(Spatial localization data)
******

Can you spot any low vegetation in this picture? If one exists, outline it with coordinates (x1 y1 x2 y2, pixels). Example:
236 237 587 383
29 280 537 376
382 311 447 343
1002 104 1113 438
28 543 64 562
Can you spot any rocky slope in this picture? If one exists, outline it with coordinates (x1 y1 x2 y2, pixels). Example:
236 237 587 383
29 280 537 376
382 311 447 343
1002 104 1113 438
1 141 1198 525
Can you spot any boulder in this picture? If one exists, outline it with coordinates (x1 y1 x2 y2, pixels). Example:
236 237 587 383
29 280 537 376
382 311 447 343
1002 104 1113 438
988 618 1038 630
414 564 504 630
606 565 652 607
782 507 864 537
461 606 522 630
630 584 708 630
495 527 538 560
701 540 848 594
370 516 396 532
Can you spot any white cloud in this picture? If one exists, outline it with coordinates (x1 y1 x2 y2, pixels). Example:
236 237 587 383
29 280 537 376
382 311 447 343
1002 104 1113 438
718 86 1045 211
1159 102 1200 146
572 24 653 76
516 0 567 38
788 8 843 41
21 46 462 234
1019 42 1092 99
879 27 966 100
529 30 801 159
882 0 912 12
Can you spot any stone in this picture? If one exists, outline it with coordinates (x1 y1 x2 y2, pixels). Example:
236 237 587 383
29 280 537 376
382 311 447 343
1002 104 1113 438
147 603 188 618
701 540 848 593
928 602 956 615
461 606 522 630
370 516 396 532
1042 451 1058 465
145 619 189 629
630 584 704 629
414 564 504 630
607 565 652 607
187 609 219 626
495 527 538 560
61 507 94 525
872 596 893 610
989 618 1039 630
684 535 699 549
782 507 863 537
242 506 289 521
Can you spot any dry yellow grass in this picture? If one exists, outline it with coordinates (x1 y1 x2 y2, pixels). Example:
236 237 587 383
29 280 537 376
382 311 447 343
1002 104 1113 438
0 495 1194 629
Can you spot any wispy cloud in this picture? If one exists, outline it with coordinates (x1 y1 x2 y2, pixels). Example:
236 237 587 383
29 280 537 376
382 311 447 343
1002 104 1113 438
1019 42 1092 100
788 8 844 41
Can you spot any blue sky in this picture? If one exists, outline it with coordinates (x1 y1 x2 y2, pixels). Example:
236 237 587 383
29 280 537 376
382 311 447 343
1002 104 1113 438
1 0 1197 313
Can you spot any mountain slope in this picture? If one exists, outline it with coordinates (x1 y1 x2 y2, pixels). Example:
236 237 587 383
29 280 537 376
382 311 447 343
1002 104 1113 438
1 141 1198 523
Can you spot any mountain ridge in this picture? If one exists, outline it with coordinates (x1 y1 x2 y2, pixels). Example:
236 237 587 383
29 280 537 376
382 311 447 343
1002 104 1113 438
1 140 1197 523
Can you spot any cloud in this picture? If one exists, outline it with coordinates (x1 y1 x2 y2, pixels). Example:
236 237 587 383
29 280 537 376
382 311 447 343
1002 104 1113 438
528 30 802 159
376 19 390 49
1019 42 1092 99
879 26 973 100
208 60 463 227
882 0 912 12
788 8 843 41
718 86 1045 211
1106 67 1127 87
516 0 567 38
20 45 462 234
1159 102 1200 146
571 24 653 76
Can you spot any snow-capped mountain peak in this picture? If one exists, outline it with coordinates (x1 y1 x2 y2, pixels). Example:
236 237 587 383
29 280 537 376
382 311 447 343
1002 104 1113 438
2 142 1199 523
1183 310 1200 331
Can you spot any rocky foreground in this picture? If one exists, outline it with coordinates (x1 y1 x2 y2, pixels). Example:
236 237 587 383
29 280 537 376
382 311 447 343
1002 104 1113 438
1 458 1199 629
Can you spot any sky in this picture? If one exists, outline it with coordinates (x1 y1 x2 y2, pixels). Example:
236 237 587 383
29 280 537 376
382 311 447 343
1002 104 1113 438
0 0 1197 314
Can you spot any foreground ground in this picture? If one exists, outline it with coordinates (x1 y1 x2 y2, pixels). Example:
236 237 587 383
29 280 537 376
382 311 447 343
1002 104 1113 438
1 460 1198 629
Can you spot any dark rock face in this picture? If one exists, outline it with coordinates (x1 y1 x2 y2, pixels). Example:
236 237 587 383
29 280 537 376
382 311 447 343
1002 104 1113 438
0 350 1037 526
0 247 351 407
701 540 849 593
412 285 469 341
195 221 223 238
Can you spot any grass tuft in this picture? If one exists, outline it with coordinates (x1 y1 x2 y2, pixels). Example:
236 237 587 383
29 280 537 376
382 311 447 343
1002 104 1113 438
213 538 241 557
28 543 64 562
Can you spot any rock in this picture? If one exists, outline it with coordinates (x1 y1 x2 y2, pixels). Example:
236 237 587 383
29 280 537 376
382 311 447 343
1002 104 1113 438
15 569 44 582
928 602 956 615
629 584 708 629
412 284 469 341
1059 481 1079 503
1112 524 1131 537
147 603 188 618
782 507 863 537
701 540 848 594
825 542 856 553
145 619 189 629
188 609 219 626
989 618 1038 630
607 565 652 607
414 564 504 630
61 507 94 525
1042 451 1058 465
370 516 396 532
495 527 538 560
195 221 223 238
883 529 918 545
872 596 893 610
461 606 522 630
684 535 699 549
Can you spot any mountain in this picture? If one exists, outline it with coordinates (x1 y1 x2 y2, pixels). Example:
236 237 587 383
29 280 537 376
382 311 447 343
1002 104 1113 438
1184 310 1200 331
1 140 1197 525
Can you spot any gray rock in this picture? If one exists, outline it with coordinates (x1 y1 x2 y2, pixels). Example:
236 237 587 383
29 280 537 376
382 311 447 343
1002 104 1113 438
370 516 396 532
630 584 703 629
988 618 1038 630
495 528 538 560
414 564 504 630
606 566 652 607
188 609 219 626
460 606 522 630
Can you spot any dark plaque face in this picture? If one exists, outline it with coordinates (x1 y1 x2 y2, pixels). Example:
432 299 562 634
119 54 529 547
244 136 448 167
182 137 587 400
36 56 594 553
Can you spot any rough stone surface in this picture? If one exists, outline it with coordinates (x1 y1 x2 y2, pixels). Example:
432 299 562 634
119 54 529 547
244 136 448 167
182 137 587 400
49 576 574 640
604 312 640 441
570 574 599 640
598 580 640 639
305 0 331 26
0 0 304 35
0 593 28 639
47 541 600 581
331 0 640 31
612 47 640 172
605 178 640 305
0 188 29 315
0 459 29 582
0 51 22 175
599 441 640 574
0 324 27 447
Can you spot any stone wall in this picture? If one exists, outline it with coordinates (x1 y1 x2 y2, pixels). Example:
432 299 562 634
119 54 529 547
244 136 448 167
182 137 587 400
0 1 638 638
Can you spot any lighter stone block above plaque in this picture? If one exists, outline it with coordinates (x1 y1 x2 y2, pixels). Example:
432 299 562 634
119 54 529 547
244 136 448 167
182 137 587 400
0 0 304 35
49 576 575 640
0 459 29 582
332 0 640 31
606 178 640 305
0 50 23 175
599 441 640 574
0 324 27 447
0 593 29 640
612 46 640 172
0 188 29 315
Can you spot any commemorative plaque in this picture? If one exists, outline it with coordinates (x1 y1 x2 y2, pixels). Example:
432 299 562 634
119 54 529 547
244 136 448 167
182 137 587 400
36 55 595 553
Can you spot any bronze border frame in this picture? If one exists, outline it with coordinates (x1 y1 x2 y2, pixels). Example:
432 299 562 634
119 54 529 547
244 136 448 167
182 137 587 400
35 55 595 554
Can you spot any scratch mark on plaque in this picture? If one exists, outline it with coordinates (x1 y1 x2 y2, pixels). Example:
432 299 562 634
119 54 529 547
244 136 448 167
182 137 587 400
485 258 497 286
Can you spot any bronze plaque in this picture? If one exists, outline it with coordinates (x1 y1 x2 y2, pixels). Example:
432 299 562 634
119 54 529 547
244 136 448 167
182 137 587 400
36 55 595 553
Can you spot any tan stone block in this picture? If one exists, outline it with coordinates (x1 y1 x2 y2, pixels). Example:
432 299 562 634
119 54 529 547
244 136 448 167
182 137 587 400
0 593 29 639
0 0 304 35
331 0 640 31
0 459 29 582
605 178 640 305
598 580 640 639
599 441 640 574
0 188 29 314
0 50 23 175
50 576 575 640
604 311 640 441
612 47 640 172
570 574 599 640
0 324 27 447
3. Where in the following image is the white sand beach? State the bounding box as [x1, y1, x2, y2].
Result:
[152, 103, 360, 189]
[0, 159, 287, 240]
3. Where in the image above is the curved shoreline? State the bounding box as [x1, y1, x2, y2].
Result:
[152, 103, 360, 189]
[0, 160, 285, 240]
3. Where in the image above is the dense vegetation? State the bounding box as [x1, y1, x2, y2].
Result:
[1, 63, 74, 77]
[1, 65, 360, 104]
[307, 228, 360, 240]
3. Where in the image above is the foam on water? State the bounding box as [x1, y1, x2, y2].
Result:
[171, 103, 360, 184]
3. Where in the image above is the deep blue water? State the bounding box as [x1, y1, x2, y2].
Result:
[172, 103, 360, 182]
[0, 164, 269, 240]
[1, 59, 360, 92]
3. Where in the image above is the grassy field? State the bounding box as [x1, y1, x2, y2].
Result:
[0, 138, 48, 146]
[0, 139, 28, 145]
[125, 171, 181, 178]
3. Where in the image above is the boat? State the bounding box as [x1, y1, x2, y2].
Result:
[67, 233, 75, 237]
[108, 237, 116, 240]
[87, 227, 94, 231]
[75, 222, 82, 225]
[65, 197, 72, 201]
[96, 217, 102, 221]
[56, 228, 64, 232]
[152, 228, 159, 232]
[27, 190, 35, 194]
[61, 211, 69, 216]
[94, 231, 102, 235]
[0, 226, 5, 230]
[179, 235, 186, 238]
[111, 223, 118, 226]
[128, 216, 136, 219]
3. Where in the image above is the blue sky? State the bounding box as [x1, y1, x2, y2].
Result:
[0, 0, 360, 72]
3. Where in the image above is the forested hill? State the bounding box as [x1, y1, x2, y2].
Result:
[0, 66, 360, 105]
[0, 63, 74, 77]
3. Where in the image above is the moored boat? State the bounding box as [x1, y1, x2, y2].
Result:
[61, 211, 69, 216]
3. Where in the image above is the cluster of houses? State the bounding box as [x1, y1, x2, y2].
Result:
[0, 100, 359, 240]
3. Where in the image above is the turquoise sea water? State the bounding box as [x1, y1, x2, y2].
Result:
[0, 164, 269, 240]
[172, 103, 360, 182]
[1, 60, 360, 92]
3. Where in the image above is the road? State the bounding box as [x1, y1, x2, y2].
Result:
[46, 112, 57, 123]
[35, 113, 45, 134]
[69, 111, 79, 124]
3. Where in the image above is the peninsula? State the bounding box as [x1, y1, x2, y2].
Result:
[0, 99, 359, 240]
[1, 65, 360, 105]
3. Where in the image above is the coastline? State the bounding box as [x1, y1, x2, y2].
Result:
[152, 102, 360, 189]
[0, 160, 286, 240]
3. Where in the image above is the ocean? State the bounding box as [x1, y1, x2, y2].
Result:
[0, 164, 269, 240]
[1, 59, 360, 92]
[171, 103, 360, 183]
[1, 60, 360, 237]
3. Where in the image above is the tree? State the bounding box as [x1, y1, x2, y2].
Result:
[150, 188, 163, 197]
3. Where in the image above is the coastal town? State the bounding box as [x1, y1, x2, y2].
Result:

******

## WORK INSTRUCTION
Where a line above contains the word "rocky", show that line.

## YOUR SOLUTION
Can you spot any rocky slope in this picture? If one exists, outline it with coordinates (x1 y1 x2 y2, pixels). Example:
Can you spot any rocky foreground in this picture? If one exists, outline it with coordinates (x1 y1 x2 y2, pixels). Example:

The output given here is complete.